-- START Recorded data --

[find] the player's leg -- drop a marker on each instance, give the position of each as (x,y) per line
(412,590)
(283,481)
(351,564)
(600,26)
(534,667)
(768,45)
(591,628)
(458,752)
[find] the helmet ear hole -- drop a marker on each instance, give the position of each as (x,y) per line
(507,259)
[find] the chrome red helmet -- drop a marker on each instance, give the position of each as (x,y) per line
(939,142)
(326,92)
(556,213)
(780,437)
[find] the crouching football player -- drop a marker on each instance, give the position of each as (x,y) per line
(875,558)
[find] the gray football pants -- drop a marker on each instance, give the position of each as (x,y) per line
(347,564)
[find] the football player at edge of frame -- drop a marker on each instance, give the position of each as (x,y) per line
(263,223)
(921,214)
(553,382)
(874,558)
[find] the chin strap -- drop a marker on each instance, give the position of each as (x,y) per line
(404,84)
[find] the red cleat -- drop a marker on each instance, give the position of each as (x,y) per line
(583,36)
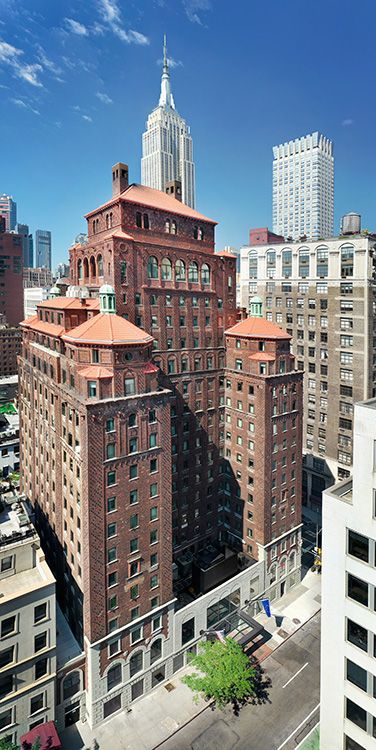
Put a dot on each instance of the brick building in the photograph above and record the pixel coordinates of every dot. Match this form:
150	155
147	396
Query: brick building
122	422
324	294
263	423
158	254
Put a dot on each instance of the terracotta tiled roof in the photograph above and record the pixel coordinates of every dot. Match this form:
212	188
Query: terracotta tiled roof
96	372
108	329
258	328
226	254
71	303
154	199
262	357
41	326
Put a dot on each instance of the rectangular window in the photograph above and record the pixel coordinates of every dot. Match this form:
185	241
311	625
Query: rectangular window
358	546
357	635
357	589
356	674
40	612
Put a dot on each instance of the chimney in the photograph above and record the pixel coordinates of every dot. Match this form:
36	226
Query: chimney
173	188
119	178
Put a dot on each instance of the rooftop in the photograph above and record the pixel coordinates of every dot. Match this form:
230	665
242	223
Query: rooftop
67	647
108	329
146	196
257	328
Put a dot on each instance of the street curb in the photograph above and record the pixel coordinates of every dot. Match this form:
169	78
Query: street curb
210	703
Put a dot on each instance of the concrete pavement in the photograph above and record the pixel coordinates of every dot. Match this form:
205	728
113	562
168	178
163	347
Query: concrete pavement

-- END Recorded data --
-- START Recorded data --

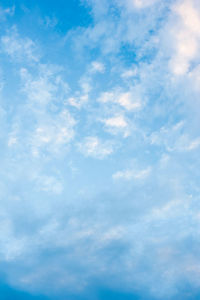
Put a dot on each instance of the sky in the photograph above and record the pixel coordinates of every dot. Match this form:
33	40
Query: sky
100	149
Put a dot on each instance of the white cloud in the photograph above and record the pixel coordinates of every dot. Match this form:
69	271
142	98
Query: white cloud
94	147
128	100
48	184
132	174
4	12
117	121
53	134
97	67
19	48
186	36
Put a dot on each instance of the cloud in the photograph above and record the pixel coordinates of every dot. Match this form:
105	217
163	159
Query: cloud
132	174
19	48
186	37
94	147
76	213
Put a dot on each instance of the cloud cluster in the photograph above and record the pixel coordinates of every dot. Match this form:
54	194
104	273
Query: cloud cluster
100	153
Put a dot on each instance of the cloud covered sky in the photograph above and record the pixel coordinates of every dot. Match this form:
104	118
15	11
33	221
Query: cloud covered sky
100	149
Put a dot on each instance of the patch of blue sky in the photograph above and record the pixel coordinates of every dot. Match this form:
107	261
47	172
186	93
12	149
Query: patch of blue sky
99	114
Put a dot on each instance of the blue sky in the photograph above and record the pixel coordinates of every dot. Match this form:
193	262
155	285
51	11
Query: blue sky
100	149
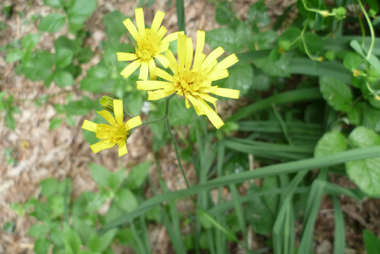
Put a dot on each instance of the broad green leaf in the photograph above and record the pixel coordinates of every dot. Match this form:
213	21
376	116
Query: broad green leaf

-- END Recorded data --

Task directions: Collect every line in the records above that contains the word "window", and reproduce each such line in full.

Solution to this problem:
Put a dot on each instance of the rectangular window in the photograph above and record the pixel coordinates of every dot. Match this form:
Query: rectangular window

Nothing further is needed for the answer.